Transcribe the stretch of lines from the line containing "target: **black suv**" through the line containing "288), (586, 290)]", keeping every character as it appears.
┄┄┄┄┄┄┄┄┄┄┄┄┄┄┄┄┄┄┄┄
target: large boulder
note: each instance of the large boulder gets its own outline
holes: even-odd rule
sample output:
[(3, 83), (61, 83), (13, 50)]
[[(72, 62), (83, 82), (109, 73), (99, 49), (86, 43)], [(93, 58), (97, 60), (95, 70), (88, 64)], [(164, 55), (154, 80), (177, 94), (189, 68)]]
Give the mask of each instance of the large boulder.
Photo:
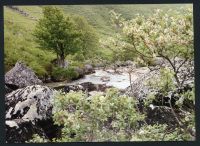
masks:
[(85, 74), (91, 74), (91, 73), (94, 73), (95, 71), (94, 71), (94, 68), (92, 65), (86, 64), (84, 66), (84, 72), (85, 72)]
[(7, 94), (6, 141), (25, 142), (33, 134), (56, 137), (59, 127), (52, 120), (52, 101), (56, 93), (46, 86), (32, 85)]
[(35, 73), (21, 62), (17, 62), (15, 66), (5, 74), (5, 84), (23, 88), (30, 85), (42, 84)]
[(159, 76), (159, 70), (149, 71), (142, 77), (136, 79), (131, 86), (125, 89), (125, 94), (133, 96), (137, 99), (144, 99), (152, 92), (152, 89), (147, 85), (147, 81), (153, 77)]

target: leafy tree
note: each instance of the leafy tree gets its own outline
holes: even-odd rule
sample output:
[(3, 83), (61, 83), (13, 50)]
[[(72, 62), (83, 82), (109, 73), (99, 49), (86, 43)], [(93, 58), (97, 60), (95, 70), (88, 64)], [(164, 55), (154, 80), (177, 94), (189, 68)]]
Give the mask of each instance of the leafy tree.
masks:
[(81, 33), (70, 16), (65, 17), (57, 7), (44, 7), (43, 17), (36, 25), (34, 36), (40, 48), (57, 54), (57, 64), (65, 67), (67, 54), (80, 49)]
[(106, 95), (87, 97), (82, 92), (60, 94), (54, 100), (55, 124), (64, 125), (57, 142), (127, 141), (144, 115), (137, 112), (132, 97), (110, 89)]
[[(123, 34), (127, 37), (130, 52), (137, 54), (139, 62), (148, 65), (157, 57), (168, 62), (180, 87), (190, 75), (193, 66), (192, 10), (164, 12), (155, 10), (149, 17), (136, 15), (132, 20), (122, 20)], [(181, 76), (182, 67), (188, 68)]]

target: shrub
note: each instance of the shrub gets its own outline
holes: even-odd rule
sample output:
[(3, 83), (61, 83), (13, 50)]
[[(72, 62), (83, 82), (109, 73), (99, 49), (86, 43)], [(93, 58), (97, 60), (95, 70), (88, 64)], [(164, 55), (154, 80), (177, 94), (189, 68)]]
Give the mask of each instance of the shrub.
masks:
[(58, 95), (54, 100), (55, 124), (64, 125), (57, 142), (127, 141), (139, 128), (144, 115), (137, 112), (132, 97), (109, 89), (105, 96), (87, 97), (82, 92)]
[(79, 74), (75, 71), (73, 67), (60, 68), (54, 67), (52, 71), (52, 79), (55, 81), (71, 80), (77, 78)]

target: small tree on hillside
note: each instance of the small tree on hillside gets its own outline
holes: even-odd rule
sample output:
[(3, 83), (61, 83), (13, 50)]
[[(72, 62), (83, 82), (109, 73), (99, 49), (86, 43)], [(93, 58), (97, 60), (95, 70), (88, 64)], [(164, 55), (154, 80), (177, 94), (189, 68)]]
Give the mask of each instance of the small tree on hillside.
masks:
[(45, 7), (43, 17), (36, 25), (34, 36), (40, 48), (52, 50), (57, 54), (57, 64), (65, 67), (67, 54), (79, 50), (81, 33), (73, 20), (65, 17), (56, 7)]
[(168, 12), (158, 9), (149, 17), (138, 14), (134, 19), (122, 23), (123, 32), (131, 44), (130, 48), (140, 61), (148, 65), (156, 57), (163, 58), (172, 68), (179, 87), (190, 73), (193, 75), (194, 70), (188, 68), (181, 76), (183, 66), (193, 66), (191, 9)]

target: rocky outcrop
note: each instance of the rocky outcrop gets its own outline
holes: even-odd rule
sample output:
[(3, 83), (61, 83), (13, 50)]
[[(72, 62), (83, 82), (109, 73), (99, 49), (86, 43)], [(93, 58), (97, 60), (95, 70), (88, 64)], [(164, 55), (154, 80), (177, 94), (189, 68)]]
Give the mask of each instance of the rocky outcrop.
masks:
[(52, 101), (56, 93), (46, 86), (32, 85), (7, 94), (6, 141), (25, 142), (36, 133), (55, 137), (59, 131), (52, 120)]
[[(23, 88), (30, 85), (42, 84), (35, 73), (21, 62), (17, 62), (15, 66), (5, 74), (5, 84)], [(15, 89), (14, 89), (15, 90)]]
[(92, 65), (86, 64), (86, 65), (84, 66), (84, 72), (85, 72), (85, 74), (91, 74), (91, 73), (94, 73), (95, 70), (94, 70), (94, 68), (93, 68)]

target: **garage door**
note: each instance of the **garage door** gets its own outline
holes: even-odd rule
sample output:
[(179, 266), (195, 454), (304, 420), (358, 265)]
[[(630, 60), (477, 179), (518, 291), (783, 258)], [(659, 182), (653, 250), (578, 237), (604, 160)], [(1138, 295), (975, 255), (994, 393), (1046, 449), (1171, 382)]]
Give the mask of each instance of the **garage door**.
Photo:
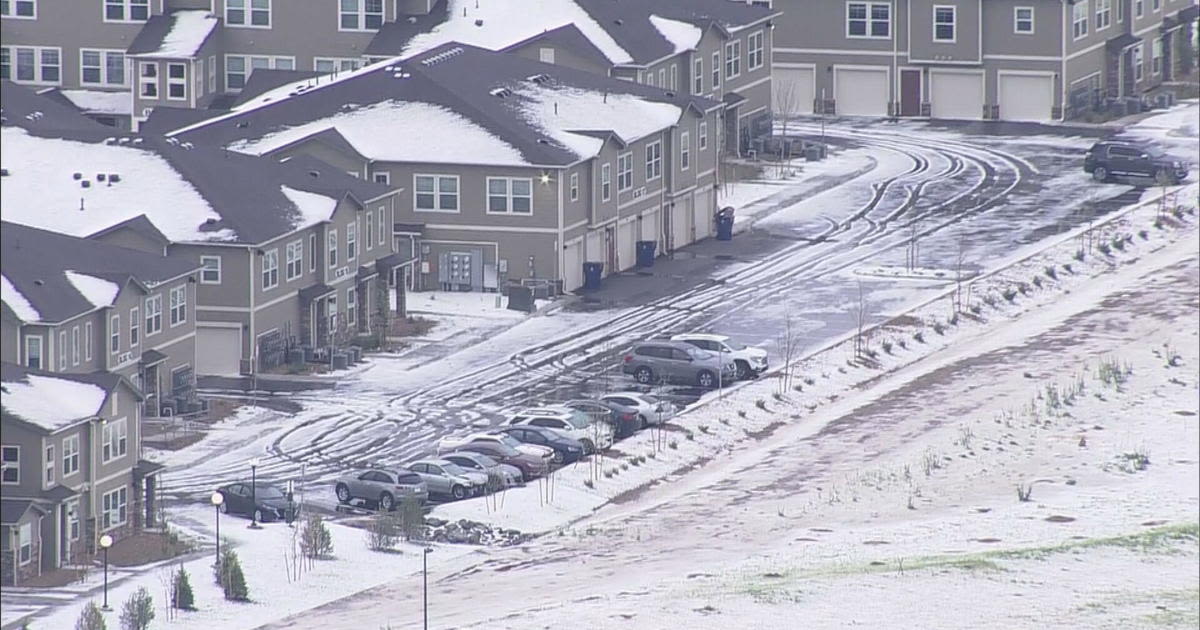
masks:
[(1050, 120), (1054, 109), (1054, 77), (1000, 76), (1001, 120)]
[(839, 114), (848, 116), (888, 115), (888, 70), (834, 70), (834, 98), (838, 100)]
[(241, 368), (241, 328), (196, 326), (196, 372), (238, 376)]
[(929, 106), (934, 118), (982, 119), (983, 74), (930, 72)]
[(816, 98), (812, 76), (812, 68), (776, 66), (770, 79), (775, 107), (787, 109), (786, 114), (790, 116), (811, 114), (812, 100)]
[(583, 239), (566, 244), (563, 251), (563, 290), (575, 290), (583, 286)]

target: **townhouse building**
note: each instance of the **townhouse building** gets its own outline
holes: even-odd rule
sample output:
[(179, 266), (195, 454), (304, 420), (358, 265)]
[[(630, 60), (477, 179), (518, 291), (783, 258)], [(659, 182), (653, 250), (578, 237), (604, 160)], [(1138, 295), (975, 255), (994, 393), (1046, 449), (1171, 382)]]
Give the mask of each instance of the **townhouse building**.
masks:
[(89, 563), (103, 534), (157, 527), (162, 467), (142, 458), (128, 379), (4, 362), (0, 388), (0, 583)]
[(316, 156), (398, 186), (415, 288), (583, 282), (707, 236), (719, 101), (445, 44), (268, 91), (168, 136), (274, 160)]
[(1190, 72), (1194, 0), (776, 0), (796, 114), (1061, 120)]

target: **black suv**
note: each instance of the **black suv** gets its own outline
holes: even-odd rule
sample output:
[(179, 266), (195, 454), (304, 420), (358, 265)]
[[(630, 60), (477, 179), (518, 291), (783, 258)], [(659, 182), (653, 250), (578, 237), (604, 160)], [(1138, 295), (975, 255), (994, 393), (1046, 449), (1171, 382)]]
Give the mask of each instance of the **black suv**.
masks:
[(1188, 178), (1188, 166), (1183, 162), (1114, 142), (1093, 144), (1084, 157), (1084, 170), (1091, 173), (1096, 181), (1109, 181), (1112, 175), (1132, 175), (1174, 185)]

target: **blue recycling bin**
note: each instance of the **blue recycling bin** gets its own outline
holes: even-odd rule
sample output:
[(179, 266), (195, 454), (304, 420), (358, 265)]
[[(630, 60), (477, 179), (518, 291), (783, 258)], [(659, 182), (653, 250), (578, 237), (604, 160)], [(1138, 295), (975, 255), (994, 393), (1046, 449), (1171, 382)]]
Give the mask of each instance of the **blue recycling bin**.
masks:
[(637, 241), (637, 266), (654, 266), (654, 250), (658, 241)]
[(733, 240), (733, 208), (722, 208), (716, 212), (716, 240)]
[(599, 289), (602, 277), (604, 263), (583, 263), (583, 288), (586, 290)]

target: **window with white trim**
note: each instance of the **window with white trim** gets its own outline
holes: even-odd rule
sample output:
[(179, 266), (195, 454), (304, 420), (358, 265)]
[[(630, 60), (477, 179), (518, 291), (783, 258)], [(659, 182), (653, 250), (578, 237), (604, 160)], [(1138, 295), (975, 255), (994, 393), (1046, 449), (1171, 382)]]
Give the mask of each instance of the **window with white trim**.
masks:
[(766, 46), (763, 44), (764, 32), (766, 31), (752, 32), (750, 34), (750, 37), (746, 37), (748, 70), (758, 70), (763, 65), (763, 50), (766, 49)]
[(102, 504), (104, 515), (102, 529), (125, 524), (128, 517), (128, 490), (125, 486), (106, 492)]
[(280, 250), (268, 250), (263, 253), (263, 290), (274, 289), (280, 284)]
[(104, 0), (104, 22), (145, 22), (150, 0)]
[(458, 175), (413, 175), (413, 190), (418, 211), (458, 211)]
[(662, 176), (662, 140), (646, 145), (646, 181)]
[(187, 66), (185, 64), (167, 64), (167, 98), (170, 101), (187, 100)]
[(4, 469), (0, 484), (20, 484), (20, 446), (0, 446), (0, 468)]
[(1013, 32), (1020, 35), (1033, 34), (1033, 7), (1013, 7)]
[(383, 0), (338, 0), (337, 30), (373, 31), (383, 26)]
[[(116, 392), (113, 392), (115, 396)], [(101, 460), (108, 463), (118, 457), (124, 457), (128, 452), (130, 437), (128, 424), (124, 418), (104, 422), (101, 428)]]
[(226, 0), (226, 25), (271, 28), (271, 0)]
[(79, 83), (82, 85), (125, 85), (125, 52), (79, 49)]
[(892, 5), (846, 4), (846, 37), (886, 40), (892, 36)]
[(157, 335), (162, 330), (162, 295), (146, 298), (146, 336)]
[(79, 436), (62, 439), (62, 476), (67, 478), (79, 472)]
[(934, 41), (955, 42), (958, 40), (958, 7), (934, 5)]
[(0, 79), (59, 85), (62, 83), (62, 52), (47, 46), (0, 46)]
[(528, 215), (533, 212), (533, 180), (487, 178), (487, 212)]

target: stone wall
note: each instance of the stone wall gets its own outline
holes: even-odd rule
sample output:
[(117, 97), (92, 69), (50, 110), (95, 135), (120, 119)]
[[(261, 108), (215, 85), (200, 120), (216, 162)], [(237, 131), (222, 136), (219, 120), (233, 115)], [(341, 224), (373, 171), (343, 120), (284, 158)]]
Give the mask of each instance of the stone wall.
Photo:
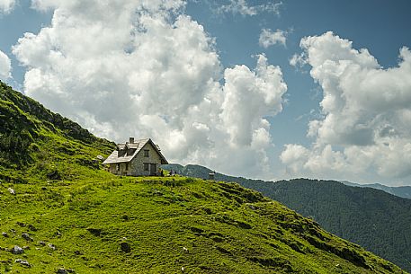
┄┄┄┄┄┄┄┄┄┄┄┄┄┄┄┄┄┄┄┄
_Result:_
target: **black suv**
note: each instance of the **black suv** gets its own outline
holes: even-odd rule
sample output:
[(179, 266), (195, 454), (304, 420), (358, 265)]
[[(630, 60), (477, 179), (518, 291), (783, 258)], [(659, 182), (653, 250), (578, 237), (604, 160)], [(1138, 295), (975, 255), (994, 393), (1046, 449), (1171, 382)]]
Give the mask of each instance of the **black suv**.
masks:
[(1188, 178), (1188, 166), (1183, 162), (1114, 142), (1093, 144), (1084, 157), (1084, 170), (1091, 173), (1096, 181), (1109, 181), (1112, 175), (1132, 175), (1174, 185)]

target: **blue recycling bin**
note: each instance of the **blue recycling bin** gets its own outline
holes: even-odd rule
sample output:
[(179, 266), (195, 454), (304, 420), (358, 265)]
[[(630, 60), (477, 179), (518, 291), (783, 258)], [(659, 182), (653, 250), (578, 237), (604, 160)], [(1138, 295), (975, 255), (994, 393), (1046, 449), (1171, 382)]]
Give the mask of each instance of the **blue recycling bin**.
masks:
[(637, 241), (637, 266), (654, 266), (654, 250), (658, 241)]
[(733, 240), (733, 208), (722, 208), (716, 212), (716, 240)]
[(599, 289), (602, 277), (604, 263), (583, 263), (583, 288), (586, 290)]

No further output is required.